◆ Do this
Copy the lines below, starting with the line with "[locate] garden stake" and going on through the last line, swapping every "porch" for "patio" and changing nothing else.
──────── Task inputs ────────
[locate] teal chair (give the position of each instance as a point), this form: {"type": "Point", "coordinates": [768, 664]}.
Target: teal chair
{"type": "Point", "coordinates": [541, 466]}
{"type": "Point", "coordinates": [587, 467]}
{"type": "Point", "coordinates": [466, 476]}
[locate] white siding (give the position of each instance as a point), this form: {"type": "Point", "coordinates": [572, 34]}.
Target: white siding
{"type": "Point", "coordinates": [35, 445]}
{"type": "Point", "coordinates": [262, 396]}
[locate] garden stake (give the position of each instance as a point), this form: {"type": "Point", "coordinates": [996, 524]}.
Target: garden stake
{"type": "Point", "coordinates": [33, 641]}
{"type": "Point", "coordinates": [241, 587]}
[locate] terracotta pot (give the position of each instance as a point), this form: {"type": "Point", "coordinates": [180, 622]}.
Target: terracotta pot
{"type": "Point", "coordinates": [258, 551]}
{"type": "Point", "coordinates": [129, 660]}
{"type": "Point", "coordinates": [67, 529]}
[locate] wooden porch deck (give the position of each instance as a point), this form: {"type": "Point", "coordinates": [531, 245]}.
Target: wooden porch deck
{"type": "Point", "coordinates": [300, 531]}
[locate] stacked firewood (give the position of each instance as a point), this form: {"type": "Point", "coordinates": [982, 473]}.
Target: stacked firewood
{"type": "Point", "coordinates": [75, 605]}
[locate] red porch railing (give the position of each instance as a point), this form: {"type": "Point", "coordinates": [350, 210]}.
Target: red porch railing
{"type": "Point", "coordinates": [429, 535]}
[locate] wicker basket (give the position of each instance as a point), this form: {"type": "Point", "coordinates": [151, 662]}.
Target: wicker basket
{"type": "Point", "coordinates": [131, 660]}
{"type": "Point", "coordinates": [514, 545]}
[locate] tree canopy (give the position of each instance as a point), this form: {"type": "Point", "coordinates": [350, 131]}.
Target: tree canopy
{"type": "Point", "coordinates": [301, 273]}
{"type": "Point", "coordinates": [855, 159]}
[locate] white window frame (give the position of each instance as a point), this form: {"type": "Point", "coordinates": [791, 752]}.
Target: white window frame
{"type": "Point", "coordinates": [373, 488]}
────────
◆ Task solution
[locate] garden stake (give the position of each instance as a point), this form: {"type": "Point", "coordinates": [996, 524]}.
Target: garden stake
{"type": "Point", "coordinates": [33, 641]}
{"type": "Point", "coordinates": [241, 587]}
[locate] terracotta pot (give the position of each instance as a point), this form: {"type": "Point", "coordinates": [180, 622]}.
Target: terracotta pot
{"type": "Point", "coordinates": [258, 551]}
{"type": "Point", "coordinates": [129, 660]}
{"type": "Point", "coordinates": [67, 529]}
[locate] wooden patio deck (give the position of each instance as a point), this form: {"type": "Point", "coordinates": [531, 245]}.
Target: wooden patio deck
{"type": "Point", "coordinates": [300, 531]}
[locate] stacked firewood (give the position of each instance as a point), this form: {"type": "Point", "coordinates": [982, 473]}.
Target: stacked firewood
{"type": "Point", "coordinates": [75, 605]}
[locate] red patio railing (give the position of each instance as a point), this form: {"type": "Point", "coordinates": [350, 210]}.
Target: red patio railing
{"type": "Point", "coordinates": [429, 535]}
[locate] wicker basket (give the position of each instance as a point), this form: {"type": "Point", "coordinates": [151, 662]}.
Target: wicker basket
{"type": "Point", "coordinates": [131, 660]}
{"type": "Point", "coordinates": [514, 545]}
[locate] tree canopy (give the position of each instance as a point), this form: {"type": "Point", "coordinates": [350, 131]}.
Target: tree canopy
{"type": "Point", "coordinates": [301, 273]}
{"type": "Point", "coordinates": [855, 159]}
[locate] white window frame (give the position of each instance as a point), this form: {"type": "Point", "coordinates": [791, 752]}.
Target: white window frame
{"type": "Point", "coordinates": [373, 488]}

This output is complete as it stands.